Task:
In the climbing forum thread, about how long does bluering say the crack on the 5.9 variation is?

Reading text:
____________________

Edit: James, was that you with the big dog and the hot-looking wife? I remember you guys.
Prod

Trad climber
  Jun 26, 2007 - 01:12pm PT
5.6, 5.11, 5.12dX... whatever? Great TR

Prod.
L

climber
California dreamin' on the farside of the world..
  Jun 26, 2007 - 02:46pm PT
Hey Bluering,

Who cares what the rating when you have photos from such a beautiful place? Really nice TR...except for one small detail...















Jeeeeez Man! Did you have to piss all over the thing by putting in that shot of you urinating??????? :-)
Floyd Hayes

Trad climber
Hidden Valley Lake, CA
  Jun 26, 2008 - 06:06pm PT
So how many have climbed the 5.9 variation and what was it like? It seems like a lot of the mellow routes such as this one might be spiced up a bit by harder variations.
bluering

Trad climber
Santa Clara, CA
Author's Reply  Jun 26, 2008 - 06:08pm PT
I haven't done the 5.9 variation yet but it seemed pretty straight forward jamming, and it's not that long, maybe 20 feet of crack.

...from what I remember.
scuffy b

climber
heading slowly NNW
  Jun 26, 2008 - 06:11pm PT
Crack in a corner, fingers and hands, footholds to stem onto.
Worthwhile.
Dapper Dan

Trad climber
Menlo Park
  Jun 26, 2008 - 06:11pm PT
at least he didn't poop in the crack, nice Tr blueballs
khanom

Trad climber
Greeley Hill
  Jun 26, 2008 - 06:12pm PT
Thanks for a cool TR dude.

This is a fun route, for sure.
dirtbag

climber
  Jun 26, 2008 - 06:20pm PT
Very enjoyable TR Bluering.

____________________

Material provided:

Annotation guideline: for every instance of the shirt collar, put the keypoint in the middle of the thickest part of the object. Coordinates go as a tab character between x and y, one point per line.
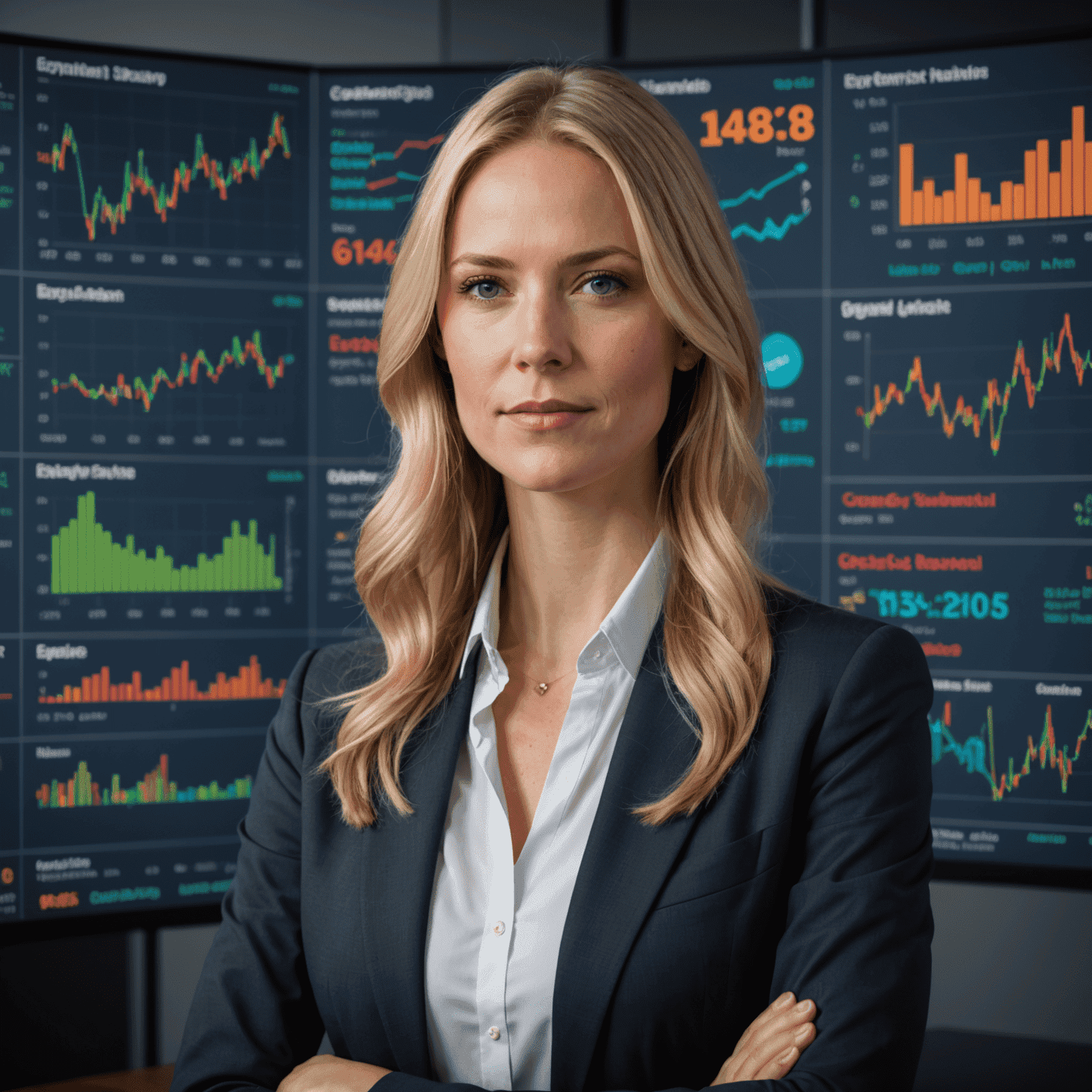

____________________

Correct result:
Maybe 20 feet.